= Directions =
[1] Please return the Centella asiatica text word for word from "Quinic- and shikimic" to "Murthy et al., 2014).".
[2] Which pentacyclic triterpenoids does the Centella asiatica text name as the centelloids?
[3] According to the Centella asiatica text, which family does C. asiatica belong to?

= Text section =

[Start of section]

Quinic- and shikimic acids (QA, ShA) are alicyclic acids that exist in equilibrium and are primary intermediates of the shikimate pathway leading to the phenylpropanoid pathway (Johansson et al., 2005; Ali et al., 2007; Ghosh et al., 2012). Therefore, the addition of these precursor alicyclic acids to existing metabolic networks in plant cells (Stockigt and Zenk, 1974; Vogt, 2010; Ghosh et al., 2012) could increase the biosynthesis of CGAs. Such a precursor feeding approach, is an attempt to increase the yield of the final secondary metabolite and has been effectively carried out by exogenously supplying pathway intermediates to plant cell cultures (Rao and Ravishankar, 2002; Verpoorte et al., 2002; Jackson and Attalla, 2010; Murthy et al., 2014).

Centella asiatica, a member of the Umbelliferae order and Apiaceae family (Shukri et al., 2011; Gallego et al., 2014), is a perennial herb that grows in tropical, pan-tropical and/or sub-tropical regions throughout the world (James and Dubery, 2009). The herb has been well documented mostly due to its medicinal properties but also as a nutritional and industrial crop (Hashim, 2011; Gallego et al., 2014). Various therapeutic properties of the herb have been extensively documented (James and Dubery, 2009; Gallego et al., 2014; Gupta et al., 2014), where recently, it has also been reported to possess neuroprotective properties in humans and animal models (Gao et al., 2009; Omar et al., 2011; Kim et al., 2013; Gallego et al., 2014; Prasad et al., 2014). The various bio-active properties of C. asiatica are attributed to the composition of its secondary metabolite profile. In this regard, it contains a great percentage of pentacyclic triterpenoids (asiatic acid, madecassic acid, asiaticoside, madecassodise) collectively known as centelloids (James and Dubery, 2009; James et al., 2013). In addition to the centelloids, other terpenoid metabolites with bio-activities are also found (Oyedeji and Afolayan, 2005). Analysis of its essential oils in previous studies has revealed the presence of sesquiterpenoids (Brown et al., 2011; Oyedeji and Afolayan, 2005). In addition to the well-described terpenoids, C. asiatica also accumulates phenolic compounds with therapeutic properties such as CGAs (Gray et al., 2014) that have been less well studied.

[End of section]

= Dataset records =
[Start of section]

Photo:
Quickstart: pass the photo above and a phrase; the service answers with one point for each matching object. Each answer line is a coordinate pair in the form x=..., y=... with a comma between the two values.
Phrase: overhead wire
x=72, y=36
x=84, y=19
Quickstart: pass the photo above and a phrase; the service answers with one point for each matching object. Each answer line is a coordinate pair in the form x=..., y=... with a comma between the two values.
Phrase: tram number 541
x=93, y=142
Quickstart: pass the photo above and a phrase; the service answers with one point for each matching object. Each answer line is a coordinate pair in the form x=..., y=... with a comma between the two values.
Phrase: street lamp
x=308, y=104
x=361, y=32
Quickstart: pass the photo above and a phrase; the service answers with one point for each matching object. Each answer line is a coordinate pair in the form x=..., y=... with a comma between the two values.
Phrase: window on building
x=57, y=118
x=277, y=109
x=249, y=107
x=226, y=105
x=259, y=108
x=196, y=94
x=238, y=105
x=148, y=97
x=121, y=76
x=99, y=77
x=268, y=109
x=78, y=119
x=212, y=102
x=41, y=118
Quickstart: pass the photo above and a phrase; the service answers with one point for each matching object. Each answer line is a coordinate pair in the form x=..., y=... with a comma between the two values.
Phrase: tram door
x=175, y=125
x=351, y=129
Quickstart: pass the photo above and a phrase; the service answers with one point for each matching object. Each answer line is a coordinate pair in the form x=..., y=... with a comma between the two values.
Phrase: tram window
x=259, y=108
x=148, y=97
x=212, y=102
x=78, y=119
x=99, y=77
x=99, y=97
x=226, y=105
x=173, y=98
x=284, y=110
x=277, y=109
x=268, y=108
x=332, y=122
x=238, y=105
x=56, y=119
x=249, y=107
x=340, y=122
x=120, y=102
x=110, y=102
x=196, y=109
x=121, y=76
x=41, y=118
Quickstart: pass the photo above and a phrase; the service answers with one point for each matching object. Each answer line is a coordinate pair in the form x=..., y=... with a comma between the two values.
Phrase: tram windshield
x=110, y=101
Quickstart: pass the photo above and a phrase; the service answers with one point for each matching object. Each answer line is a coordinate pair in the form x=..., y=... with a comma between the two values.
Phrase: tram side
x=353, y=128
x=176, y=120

[End of section]

= Replies =
[1]
Quinic- and shikimic acids (QA, ShA) are alicyclic acids that exist in equilibrium and are primary intermediates of the shikimate pathway leading to the phenylpropanoid pathway (Johansson et al., 2005; Ali et al., 2007; Ghosh et al., 2012). Therefore, the addition of these precursor alicyclic acids to existing metabolic networks in plant cells (Stockigt and Zenk, 1974; Vogt, 2010; Ghosh et al., 2012) could increase the biosynthesis of CGAs. Such a precursor feeding approach, is an attempt to increase the yield of the final secondary metabolite and has been effectively carried out by exogenously supplying pathway intermediates to plant cell cultures (Rao and Ravishankar, 2002; Verpoorte et al., 2002; Jackson and Attalla, 2010; Murthy et al., 2014).

[2] asiatic acid, madecassic acid, asiaticoside, madecassodise

[3] Apiaceae